**EXERCISE PROMPT**
Copy each line below that includes "trace".

**Stored data entries**
»»
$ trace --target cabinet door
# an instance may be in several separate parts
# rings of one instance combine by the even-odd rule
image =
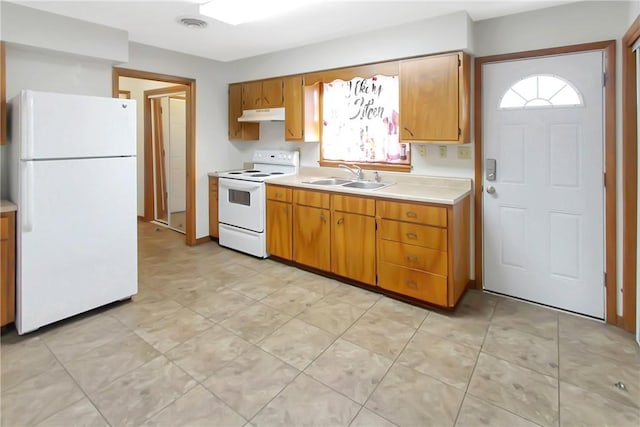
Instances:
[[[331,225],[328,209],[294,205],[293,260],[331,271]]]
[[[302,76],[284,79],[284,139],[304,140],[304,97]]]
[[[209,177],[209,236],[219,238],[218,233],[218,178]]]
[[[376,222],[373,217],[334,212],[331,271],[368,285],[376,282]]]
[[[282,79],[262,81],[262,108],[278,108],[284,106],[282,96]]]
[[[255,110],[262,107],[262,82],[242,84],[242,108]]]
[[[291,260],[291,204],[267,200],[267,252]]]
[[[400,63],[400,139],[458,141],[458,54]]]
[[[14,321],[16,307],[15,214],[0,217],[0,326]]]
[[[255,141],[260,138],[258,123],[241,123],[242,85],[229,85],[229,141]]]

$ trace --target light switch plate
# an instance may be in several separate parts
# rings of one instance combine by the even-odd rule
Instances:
««
»»
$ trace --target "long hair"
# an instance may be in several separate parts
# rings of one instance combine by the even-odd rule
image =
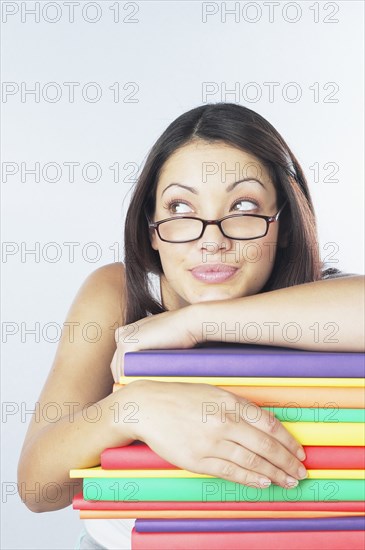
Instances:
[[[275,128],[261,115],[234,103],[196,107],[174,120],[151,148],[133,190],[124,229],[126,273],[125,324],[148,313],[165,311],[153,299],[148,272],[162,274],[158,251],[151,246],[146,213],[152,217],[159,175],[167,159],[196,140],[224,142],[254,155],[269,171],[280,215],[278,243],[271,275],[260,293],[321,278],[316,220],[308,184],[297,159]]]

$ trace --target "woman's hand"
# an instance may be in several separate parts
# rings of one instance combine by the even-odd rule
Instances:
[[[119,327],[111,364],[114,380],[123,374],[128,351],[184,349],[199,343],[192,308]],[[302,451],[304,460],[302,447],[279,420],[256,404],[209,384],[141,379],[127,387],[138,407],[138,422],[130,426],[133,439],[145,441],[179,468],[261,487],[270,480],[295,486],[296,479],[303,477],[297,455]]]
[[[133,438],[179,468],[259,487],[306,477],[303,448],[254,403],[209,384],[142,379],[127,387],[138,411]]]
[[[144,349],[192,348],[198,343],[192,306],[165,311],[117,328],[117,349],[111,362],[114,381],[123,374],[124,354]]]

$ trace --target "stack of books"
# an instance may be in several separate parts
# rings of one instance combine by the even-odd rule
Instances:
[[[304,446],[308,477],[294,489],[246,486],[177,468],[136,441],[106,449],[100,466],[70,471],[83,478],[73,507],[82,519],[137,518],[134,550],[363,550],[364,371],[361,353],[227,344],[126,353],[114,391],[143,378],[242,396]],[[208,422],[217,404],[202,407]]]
««
**RESPONSE AREA**
$ trace --target cabinet door
$ trace --target light switch plate
$ trace --target "long hair"
$ trace --target "woman's hand"
$ trace --target "stack of books"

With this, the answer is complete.